Namely, printk() can't handle printk calls from schedule code
or printk() calls from lock debugging code (spin_dump() for instance);
because those may be called with `sem->lock' already taken or any
other `critical' locks (p->pi_lock, etc.). An example of deadlock
can be
vprintk_emit()
console_unlock()
up() << raw_spin_lock_irqsave(&sem->lock, flags);
wake_up_process()
try_to_wake_up()
ttwu_queue()
ttwu_activate()
activate_task()
enqueue_task()
enqueue_task_fair()
cfs_rq_of()
task_of()
WARN_ON_ONCE(!entity_is_task(se))
vprintk_emit()
console_trylock()
down_trylock()
raw_spin_lock_irqsave(&sem->lock, flags)
^^^^ deadlock
and some other cases.
Just like in NMI implementation, the solution uses a per-cpu
`printk_func' pointer to 'redirect' printk() calls to a 'safe'
callback, that store messages in a per-cpu buffer and flushes
them back to logbuf buffer later.
Usage example:
printk()
printk_safe_enter_irqsave(flags)
//
// any printk() call from here will endup in vprintk_safe(),
// that stores messages in a special per-CPU buffer.
//
printk_safe_exit_irqrestore(flags)
The 'redirection' mechanism, though, has been reworked, as suggested
by Petr Mladek. Instead of using a per-cpu @print_func callback we now
keep a per-cpu printk-context variable and call either default or nmi
vprintk function depending on its value. printk_nmi_entrer/exit and
printk_safe_enter/exit, thus, just set/celar corresponding bits in
printk-context functions.

▶ Dataset content:
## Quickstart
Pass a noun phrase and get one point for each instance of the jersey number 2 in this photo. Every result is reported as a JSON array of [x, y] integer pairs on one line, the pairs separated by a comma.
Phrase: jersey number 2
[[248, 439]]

▶ Requests:
**1)** In the printk text, switch "logbuf" to "main log" and give everything from "console_trylock()" down to "printk_safe_enter_irqsave(flags)".
**2)** Answer these questions from the printk text:
(a) Which lock does raw_spin_lock_irqsave() take in the deadlock example?
(b) Who suggested reworking the redirection mechanism?
(c) Where does vprintk_safe() store messages?

▶ Expected answers:
**1)**
console_trylock()
down_trylock()
raw_spin_lock_irqsave(&sem->lock, flags)
^^^^ deadlock
and some other cases.
Just like in NMI implementation, the solution uses a per-cpu
`printk_func' pointer to 'redirect' printk() calls to a 'safe'
callback, that store messages in a per-cpu buffer and flushes
them back to main log buffer later.
Usage example:
printk()
printk_safe_enter_irqsave(flags)

**2)**
(a) `sem->lock`
(b) Petr Mladek
(c) In a special per-CPU buffer